[PROBLEM SET]
- 1) According to the passage on the source of evil, why was the embrace of an opposing force to God convenient in the short term?
- 2) List every religious tradition that the passage on the source of evil names.

--- SELECTED EXTRACT Enclosed Below ---

I suppose there are a lot of different answers to that question. I’ll share just one of the possible answers and then let others jump in.

One of the greatest challenges monotheistic traditions such as Judaism and Christianity face is explaining the existence of evil. “If there is really only one God?” opponents of monotheism argue, “then God either causes or allows evil. Neither option is acceptable to me,” opponents counter. “So therefore, I reject the notion of God outright.”

When some of our Jewish ancestors were in exile, they were exposed to Zoroastrianism. Zoroastrianism portrayed a world that represented a cosmic clash between the forces of light and darkness; good and evil, if you will. Our spiritual ancestors were drawn to the notion that those dark forces could be blamed for evil – so upon their return, their sacred writings in the Hebrew Scriptures (or Old Testament) began to develop the source of evil.
Later this theological development of evil bled over into the emerging Christian tradition – and orthodox Christians began embracing the notion of Satan – or the devil. If you would like to explore a much more developed explanation of this theological evolution, I would strongly recommend Elaine Pagels’ book The Origin of Satan.

While the embrace of an oppositional force for God was convenient in the short-term (i.e. it let God off the hook for the bad things that happened), it complicated things in the long run. And for many, it moved Christianity closer to the development of a form of polytheism. I have met many Christians over the years, for instance, who speak of Satan – or the Devil – in ways that make it sound as if the Devil is nearly as strong as God!

As a radical monotheism who balks at any form of polytheism, my challenge is to live in a world that both acknowledges God as the Ground of Being (as Paul Tilich would say).

--- End of Enclosed SELECTED EXTRACT ---
--- GIVEN ENTRIES Enclosed Below ---

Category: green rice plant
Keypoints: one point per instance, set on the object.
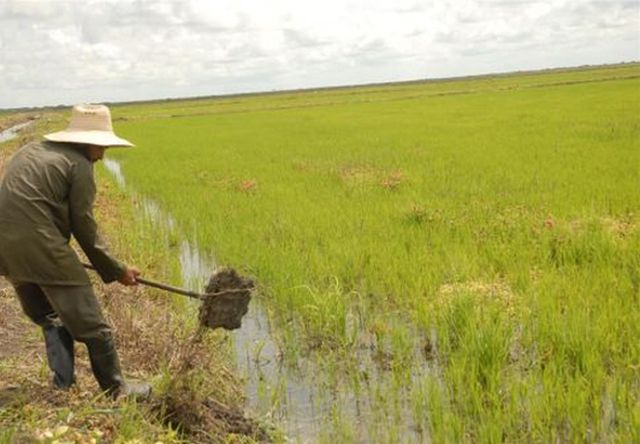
(490, 222)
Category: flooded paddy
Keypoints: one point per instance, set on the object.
(307, 396)
(13, 132)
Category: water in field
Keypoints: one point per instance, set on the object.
(304, 396)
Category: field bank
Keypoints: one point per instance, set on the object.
(474, 243)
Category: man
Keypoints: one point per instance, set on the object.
(46, 195)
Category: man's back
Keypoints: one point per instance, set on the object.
(34, 190)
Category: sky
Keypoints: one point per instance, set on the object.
(61, 52)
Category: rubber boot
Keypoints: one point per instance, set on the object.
(106, 368)
(59, 345)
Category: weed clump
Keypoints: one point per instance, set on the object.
(226, 300)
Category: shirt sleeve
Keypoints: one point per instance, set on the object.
(83, 225)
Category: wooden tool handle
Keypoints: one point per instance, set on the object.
(160, 285)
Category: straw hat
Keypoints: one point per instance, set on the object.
(89, 124)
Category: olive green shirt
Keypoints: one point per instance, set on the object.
(47, 193)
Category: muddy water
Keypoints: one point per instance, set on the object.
(297, 394)
(12, 133)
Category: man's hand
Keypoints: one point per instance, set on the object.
(129, 277)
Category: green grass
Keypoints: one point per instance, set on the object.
(495, 220)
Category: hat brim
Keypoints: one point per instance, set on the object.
(101, 138)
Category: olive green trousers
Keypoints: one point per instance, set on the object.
(74, 307)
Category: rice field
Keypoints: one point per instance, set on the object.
(442, 261)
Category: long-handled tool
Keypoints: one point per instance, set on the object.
(161, 286)
(225, 302)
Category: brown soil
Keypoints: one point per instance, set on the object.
(226, 301)
(202, 397)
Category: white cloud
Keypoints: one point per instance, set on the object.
(66, 51)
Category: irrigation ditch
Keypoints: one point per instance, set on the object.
(309, 400)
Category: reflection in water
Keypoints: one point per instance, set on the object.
(302, 397)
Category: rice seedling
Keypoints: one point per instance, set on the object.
(460, 258)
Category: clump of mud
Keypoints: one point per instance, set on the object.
(201, 420)
(226, 300)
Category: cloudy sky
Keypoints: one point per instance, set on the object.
(70, 51)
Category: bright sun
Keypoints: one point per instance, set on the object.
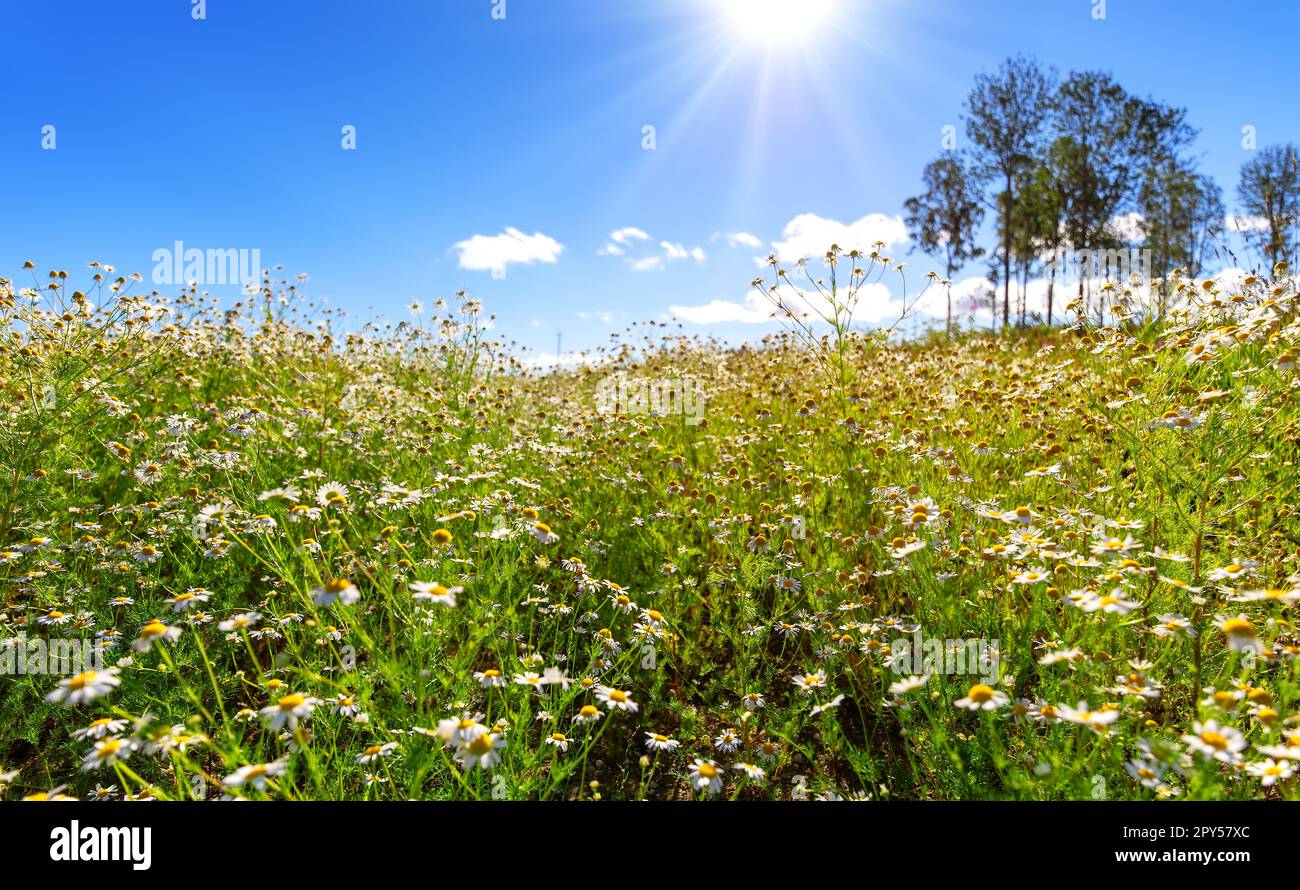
(778, 21)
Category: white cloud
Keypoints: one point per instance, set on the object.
(740, 239)
(810, 235)
(622, 238)
(623, 242)
(876, 304)
(680, 252)
(1130, 226)
(628, 234)
(494, 252)
(549, 360)
(1238, 222)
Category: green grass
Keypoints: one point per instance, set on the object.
(820, 456)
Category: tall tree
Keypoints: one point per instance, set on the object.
(1269, 189)
(1106, 139)
(1006, 112)
(1182, 218)
(1043, 209)
(944, 220)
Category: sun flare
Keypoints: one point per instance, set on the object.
(778, 21)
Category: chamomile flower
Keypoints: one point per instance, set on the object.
(706, 777)
(336, 589)
(289, 710)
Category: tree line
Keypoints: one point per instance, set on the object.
(1080, 163)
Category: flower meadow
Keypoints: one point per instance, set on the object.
(313, 559)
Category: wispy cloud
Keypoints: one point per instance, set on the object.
(627, 242)
(809, 235)
(494, 252)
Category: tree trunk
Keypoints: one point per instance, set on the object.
(1006, 254)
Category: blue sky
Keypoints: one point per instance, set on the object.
(226, 133)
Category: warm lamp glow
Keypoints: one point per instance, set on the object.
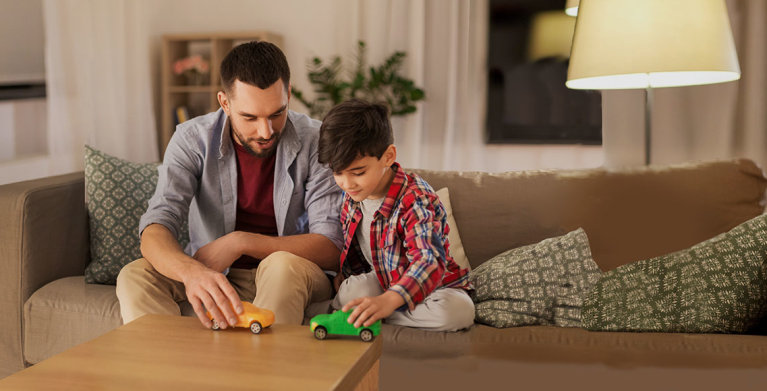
(651, 43)
(571, 7)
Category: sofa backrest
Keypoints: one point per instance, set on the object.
(628, 215)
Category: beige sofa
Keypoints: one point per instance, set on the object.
(628, 215)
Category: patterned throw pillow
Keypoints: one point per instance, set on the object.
(117, 194)
(716, 286)
(539, 284)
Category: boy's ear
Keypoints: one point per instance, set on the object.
(390, 155)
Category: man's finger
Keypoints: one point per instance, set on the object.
(223, 303)
(200, 311)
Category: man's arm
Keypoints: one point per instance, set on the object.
(205, 287)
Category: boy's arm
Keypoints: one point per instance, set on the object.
(426, 252)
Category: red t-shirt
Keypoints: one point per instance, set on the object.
(255, 198)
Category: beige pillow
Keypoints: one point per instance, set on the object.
(456, 247)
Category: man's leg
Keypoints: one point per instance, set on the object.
(353, 287)
(143, 290)
(287, 283)
(445, 309)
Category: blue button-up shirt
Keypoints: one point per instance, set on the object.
(198, 179)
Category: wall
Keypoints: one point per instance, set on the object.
(23, 140)
(326, 28)
(309, 28)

--- End of Enclosed GIVEN ENTRIES ---

[ANSWERS TO EACH TASK]
- 1) It let God off the hook for the bad things that happened. Evil could be blamed on the dark forces rather than on God.

- 2) Judaism, Christianity, Zoroastrianism